• [To do] Make an exact copy of the data below, leaving out every picture.
+ + +
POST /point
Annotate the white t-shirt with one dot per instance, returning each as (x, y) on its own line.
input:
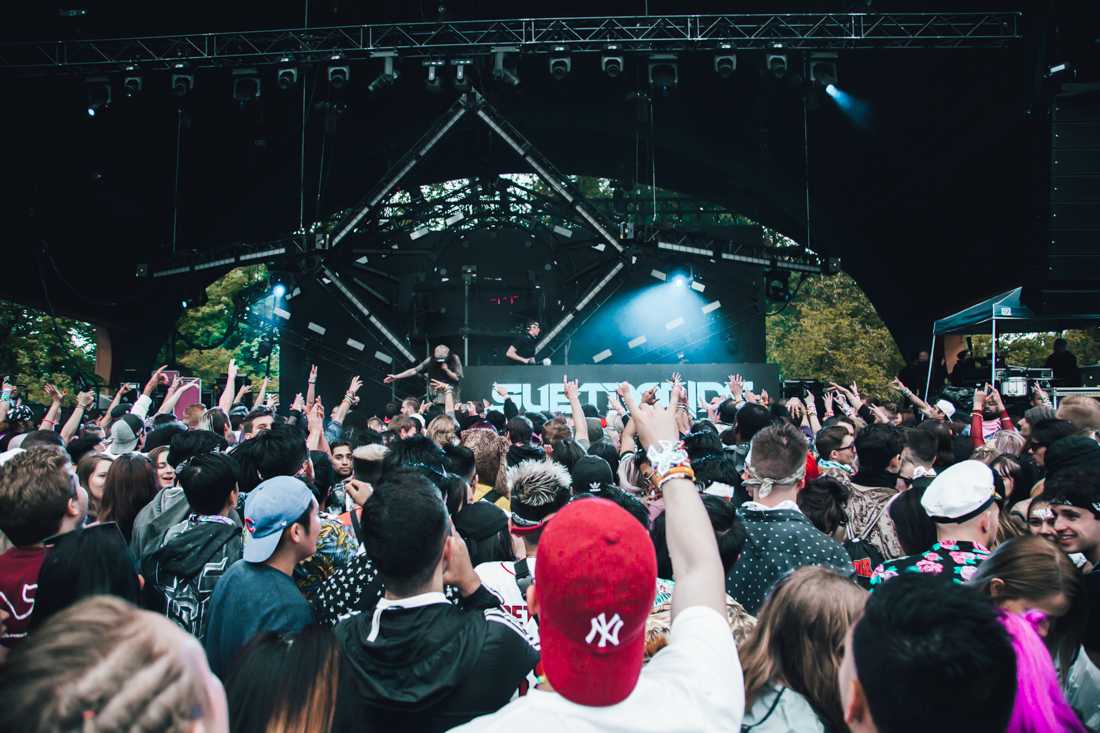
(693, 685)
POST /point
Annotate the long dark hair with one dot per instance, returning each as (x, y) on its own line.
(90, 561)
(131, 483)
(286, 682)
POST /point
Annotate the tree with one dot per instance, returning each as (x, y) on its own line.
(831, 331)
(234, 323)
(40, 349)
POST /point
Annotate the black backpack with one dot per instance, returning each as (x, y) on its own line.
(865, 556)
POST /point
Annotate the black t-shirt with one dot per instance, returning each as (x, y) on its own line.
(525, 346)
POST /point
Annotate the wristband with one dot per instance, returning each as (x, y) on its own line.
(677, 472)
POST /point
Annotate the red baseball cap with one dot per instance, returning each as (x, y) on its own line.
(595, 584)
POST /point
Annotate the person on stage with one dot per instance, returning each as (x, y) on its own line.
(523, 350)
(442, 367)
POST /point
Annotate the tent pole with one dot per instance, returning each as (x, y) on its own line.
(992, 369)
(932, 354)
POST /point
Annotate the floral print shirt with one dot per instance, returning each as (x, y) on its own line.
(953, 559)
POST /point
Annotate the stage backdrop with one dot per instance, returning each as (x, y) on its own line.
(540, 387)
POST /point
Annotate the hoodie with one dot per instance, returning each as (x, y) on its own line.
(180, 576)
(421, 664)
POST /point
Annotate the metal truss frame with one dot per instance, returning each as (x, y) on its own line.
(805, 31)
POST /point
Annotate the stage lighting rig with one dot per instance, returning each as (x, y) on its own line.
(502, 73)
(132, 86)
(778, 65)
(461, 80)
(286, 78)
(823, 68)
(433, 81)
(389, 72)
(724, 65)
(339, 76)
(182, 84)
(663, 73)
(560, 66)
(245, 85)
(99, 94)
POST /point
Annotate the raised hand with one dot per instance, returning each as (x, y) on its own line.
(736, 386)
(572, 390)
(84, 400)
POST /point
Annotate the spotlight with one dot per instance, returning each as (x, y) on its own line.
(99, 94)
(823, 68)
(560, 67)
(777, 65)
(777, 284)
(132, 86)
(501, 73)
(245, 85)
(663, 73)
(461, 81)
(182, 84)
(286, 78)
(388, 75)
(724, 65)
(339, 76)
(433, 81)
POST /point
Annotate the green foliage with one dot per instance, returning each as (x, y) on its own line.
(241, 294)
(36, 349)
(831, 331)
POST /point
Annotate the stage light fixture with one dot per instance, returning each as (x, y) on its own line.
(245, 85)
(823, 68)
(132, 86)
(389, 72)
(286, 78)
(182, 84)
(99, 94)
(560, 67)
(663, 73)
(433, 81)
(778, 65)
(501, 73)
(461, 80)
(339, 76)
(724, 65)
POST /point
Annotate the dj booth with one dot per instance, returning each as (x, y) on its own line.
(538, 387)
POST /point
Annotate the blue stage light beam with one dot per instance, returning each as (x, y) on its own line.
(857, 110)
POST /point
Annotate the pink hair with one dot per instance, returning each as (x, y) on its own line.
(1040, 706)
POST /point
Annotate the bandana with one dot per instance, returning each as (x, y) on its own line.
(765, 484)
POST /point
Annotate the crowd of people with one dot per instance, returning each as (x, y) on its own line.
(824, 562)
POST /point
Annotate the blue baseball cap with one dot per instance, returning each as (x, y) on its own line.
(270, 509)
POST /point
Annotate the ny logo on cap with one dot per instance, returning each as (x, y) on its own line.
(607, 630)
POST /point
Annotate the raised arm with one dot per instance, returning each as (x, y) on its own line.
(311, 385)
(226, 402)
(512, 353)
(50, 420)
(73, 424)
(580, 422)
(696, 566)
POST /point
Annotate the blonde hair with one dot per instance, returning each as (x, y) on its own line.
(798, 638)
(103, 665)
(443, 430)
(1009, 441)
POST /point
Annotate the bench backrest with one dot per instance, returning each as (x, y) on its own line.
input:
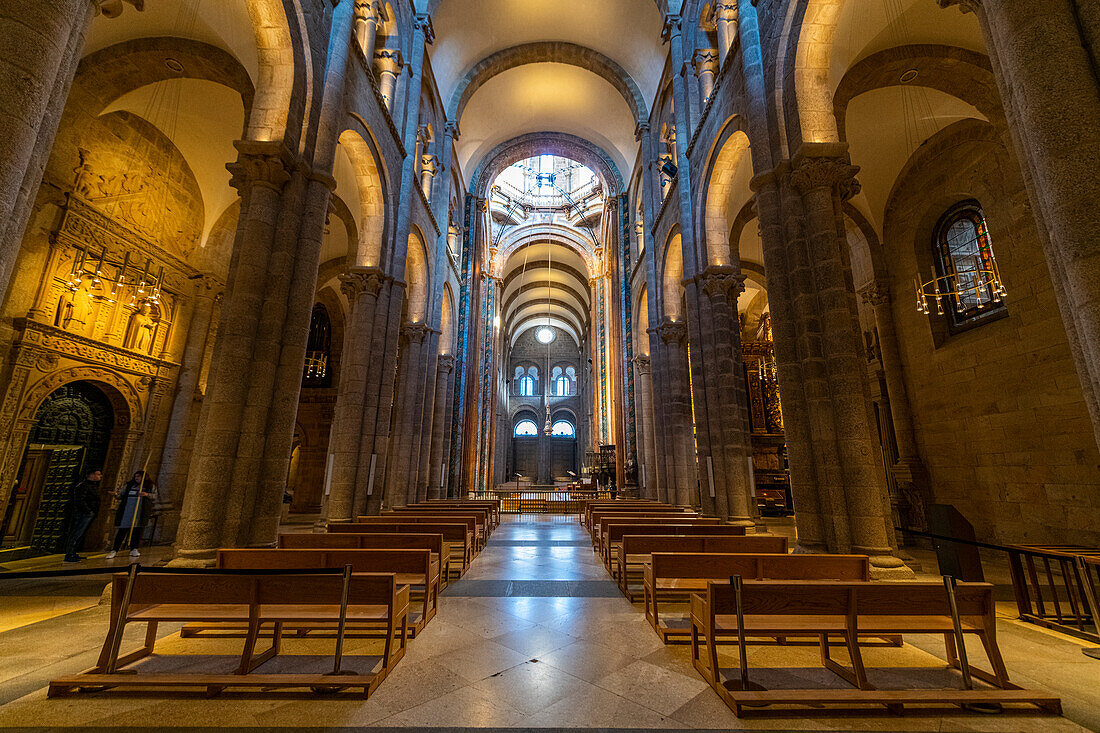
(778, 567)
(152, 588)
(451, 532)
(708, 543)
(381, 540)
(616, 531)
(842, 598)
(361, 560)
(468, 520)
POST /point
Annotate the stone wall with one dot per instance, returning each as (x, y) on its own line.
(1000, 418)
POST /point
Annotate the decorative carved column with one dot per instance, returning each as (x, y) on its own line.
(366, 25)
(909, 472)
(858, 506)
(362, 287)
(705, 65)
(725, 21)
(388, 65)
(1041, 57)
(174, 463)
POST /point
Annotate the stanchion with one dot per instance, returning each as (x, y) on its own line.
(960, 649)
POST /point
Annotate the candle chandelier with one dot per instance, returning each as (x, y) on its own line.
(976, 287)
(142, 288)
+ + +
• [Full output]
POST /point
Annotate the white t-shirt with one dot per instance, returning each as (x, y) on its own line.
input:
(693, 685)
POST /point
Annotate the long dark hair with one dot per instance, returning each as (x, y) on its own line.
(90, 561)
(131, 483)
(286, 682)
POST /point
Annotate the tree with one dot per instance, returning each as (x, y) on its own line.
(831, 331)
(234, 323)
(40, 349)
POST /point
Annotate the black backpack with one dot per instance, returning each as (x, y) on its own line.
(865, 556)
POST /point
Annotate the black t-shirt with one dot per instance, returning each as (x, y) on its own line.
(525, 346)
POST /point
Annotate the wristband with one dot per instance, returning each as (x, y) on its own line.
(677, 472)
POST /point
Annotate the red baseball cap with one dot per instance, returning each as (x, y) on its own line.
(595, 584)
POST /point
Annotate the person on stage with one dot per instance, returning each as (x, y) on its own line.
(523, 350)
(442, 367)
POST /point
Annotate the tent pole with one dot per instance, returning each as (x, y) on its own line.
(992, 369)
(932, 354)
POST /point
Annotate the floral print shirt with one dot per instance, returning each as (x, y) on its own line.
(953, 559)
POST /point
Annotate the stage backdrop with one dot per instance, returning each as (x, y) on its own line.
(540, 387)
POST /point
Annotate the hoodie with one dot per instance, returning each as (x, y) on its own line.
(180, 576)
(421, 664)
POST /point
Annotate the metal truss frame with one dot per instance, returning each as (x, y) on its own line.
(805, 31)
POST /point
Annotate the stage lighting rig with one dot per instance, returning each as (x, y) on its own line.
(502, 73)
(132, 86)
(778, 65)
(461, 80)
(286, 78)
(823, 68)
(433, 81)
(389, 72)
(724, 65)
(339, 76)
(182, 84)
(663, 73)
(560, 66)
(245, 85)
(99, 94)
POST /point
Annotate the raised hand with one dot per instance, returning each as (x, y) on its own line.
(736, 386)
(572, 390)
(84, 400)
POST /point
Annotate the spotlight with one dot per instance, returning each as (x, y) on its own line.
(99, 94)
(823, 68)
(560, 67)
(777, 65)
(777, 284)
(132, 86)
(501, 73)
(245, 85)
(663, 73)
(461, 81)
(182, 84)
(286, 78)
(388, 75)
(724, 65)
(339, 76)
(433, 81)
POST /point
Annotate the green foliage with one dot per instance, returning each as (x, y) on its own line.
(241, 294)
(36, 349)
(831, 331)
POST /point
Annotate the stage light fixture with one dot per instance, returning each as (x, y) on its own line.
(245, 85)
(823, 68)
(132, 86)
(389, 72)
(286, 78)
(182, 84)
(99, 94)
(560, 67)
(663, 73)
(433, 81)
(778, 65)
(501, 73)
(461, 80)
(339, 76)
(724, 65)
POST /point
Annotate the dj booth with one dot per instance, returning each as (x, y) on its own line.
(538, 387)
POST /point
Annotate the blue stage light beam with one dot per instance, returning each as (x, y) on its own line.
(857, 110)
POST /point
Annotate the pink hair with one dot per instance, returning each as (x, y) on its own line.
(1040, 706)
POST /point
Annotate the bandana with one dot per instance, returning each as (x, y) on its own line.
(765, 484)
POST /point
Annotate the crowd of people with one dot per instance, returning each as (x, y) on its own line.
(824, 562)
POST /point
Annotate the blue baseball cap with one dot per instance, returning each as (x, y) on its own line.
(270, 509)
POST /point
Annotate the ny logo on cap with one dot per instance, returning each as (x, y) on its own line.
(607, 630)
POST /point
Annotate the raised arm with one dot per instance, returning each as (x, y) on its own line.
(311, 385)
(226, 402)
(512, 353)
(50, 420)
(73, 424)
(580, 422)
(696, 566)
POST /point
Annotate the blonde hair with one dot per instance, returning each as (x, y) on its own line.
(798, 638)
(103, 665)
(443, 430)
(1009, 441)
POST /point
Annotate the bench backrest with one dot per instance, returning each as (x, y) on its own line.
input:
(778, 567)
(152, 588)
(451, 532)
(708, 543)
(381, 540)
(616, 531)
(842, 598)
(361, 560)
(468, 520)
POST /point
Annotate the stone wall with one dot per instance, returning each as (x, y) on its own line.
(1000, 418)
POST /point
Annotate the decorative carved column with one dot per instance, returning each as (x, y) on its own line.
(366, 25)
(909, 472)
(858, 506)
(362, 287)
(705, 65)
(725, 21)
(388, 65)
(1041, 57)
(174, 463)
POST /point
Annotate the stanchion with one dot per instance, returning each as (x, y) on its own line.
(960, 649)
POST /point
Annotate the candle chandelier with one dot per instance, returning each as (x, y) on its own line.
(976, 287)
(142, 288)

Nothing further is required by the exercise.